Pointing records

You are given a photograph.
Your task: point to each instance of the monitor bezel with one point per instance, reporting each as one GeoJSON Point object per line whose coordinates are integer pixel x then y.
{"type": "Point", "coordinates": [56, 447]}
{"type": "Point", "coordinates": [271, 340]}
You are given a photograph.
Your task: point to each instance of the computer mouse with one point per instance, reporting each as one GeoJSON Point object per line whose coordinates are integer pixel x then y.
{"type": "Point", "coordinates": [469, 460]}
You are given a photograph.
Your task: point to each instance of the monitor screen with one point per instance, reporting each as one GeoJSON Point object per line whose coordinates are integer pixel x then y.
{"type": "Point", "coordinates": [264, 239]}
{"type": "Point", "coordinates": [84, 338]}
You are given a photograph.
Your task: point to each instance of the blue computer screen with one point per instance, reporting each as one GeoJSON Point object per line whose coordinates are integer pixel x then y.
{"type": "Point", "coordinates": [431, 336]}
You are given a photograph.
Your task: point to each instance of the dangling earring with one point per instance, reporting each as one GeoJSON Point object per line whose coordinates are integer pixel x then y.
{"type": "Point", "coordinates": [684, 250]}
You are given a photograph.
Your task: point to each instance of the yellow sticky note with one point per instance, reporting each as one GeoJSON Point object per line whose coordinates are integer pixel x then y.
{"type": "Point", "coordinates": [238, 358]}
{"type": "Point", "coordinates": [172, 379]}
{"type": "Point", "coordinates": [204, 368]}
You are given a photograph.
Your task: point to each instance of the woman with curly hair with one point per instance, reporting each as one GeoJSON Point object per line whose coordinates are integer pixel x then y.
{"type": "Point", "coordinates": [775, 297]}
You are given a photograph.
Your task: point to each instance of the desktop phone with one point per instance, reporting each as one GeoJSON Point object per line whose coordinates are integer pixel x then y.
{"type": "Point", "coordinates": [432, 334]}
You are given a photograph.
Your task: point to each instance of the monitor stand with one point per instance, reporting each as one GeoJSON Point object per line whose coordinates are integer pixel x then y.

[WHAT YOU ARE ASKED TO DO] Extract the complete listing above, reproducing each line exactly.

[THE OUTPUT]
You are given a photograph.
Your task: point to each instance of the monitor bezel with one point per instance, reporting each as one GeoJSON Point object per line whose coordinates are integer pixel x then y.
{"type": "Point", "coordinates": [56, 447]}
{"type": "Point", "coordinates": [271, 340]}
You are given a photograph.
Your task: point to each instance of the computer mouse with one point per instance, reporting each as one GeoJSON Point object per line whose coordinates are integer pixel x then y.
{"type": "Point", "coordinates": [469, 460]}
You are given a photograph.
Your task: point to each instance of the monitor screen with one point per instance, reporting each as one GeoJSON Point object per line whose coordinates are integer pixel x then y.
{"type": "Point", "coordinates": [264, 239]}
{"type": "Point", "coordinates": [84, 338]}
You are given a photograph.
Your task: point to each instance of the blue computer screen with one point per instance, reporting each as one GeoJSON Point object per line whose coordinates are integer pixel x then y.
{"type": "Point", "coordinates": [431, 336]}
You are given a photograph.
Your task: point to each instance of the dangling earring with one point per instance, reporting each as one GeoJSON Point object per line whose coordinates are integer pixel x then y.
{"type": "Point", "coordinates": [684, 250]}
You are given a photograph.
Your task: point to each instance of the yellow sticky note with one point per instance, reporting each as one GeoJSON Point object per line whose coordinates are integer pixel x then y.
{"type": "Point", "coordinates": [238, 358]}
{"type": "Point", "coordinates": [172, 379]}
{"type": "Point", "coordinates": [204, 368]}
You are given a photograph.
Your task: point to each instance of the woman with curly hair with one point per instance, reporting each as one GeoJSON Point object per line whose coordinates are integer pixel x then y.
{"type": "Point", "coordinates": [775, 297]}
You are given a photograph.
Your task: point to each instance of the desktop phone with one point per instance, reporting each as one GeoJSON Point object per line whose coordinates are integer pixel x then y.
{"type": "Point", "coordinates": [432, 334]}
You are given a photograph.
Your task: point to each instance of the monitor stand with one point per instance, reporting each as one GeoJSON Point object per line whose coordinates are integer pixel x then y.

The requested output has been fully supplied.